§ **MATERIAL FOR THE TASK**
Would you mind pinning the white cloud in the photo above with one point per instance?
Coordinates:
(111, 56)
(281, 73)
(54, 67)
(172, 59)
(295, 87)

§ **GIVEN REQUEST**
Copy the material above line for line, with no changes.

§ **EXERCISE SOLUTION**
Would you mind pinning the white cloud in the photo above with one point per instance?
Coordinates:
(111, 56)
(281, 73)
(54, 67)
(172, 59)
(295, 87)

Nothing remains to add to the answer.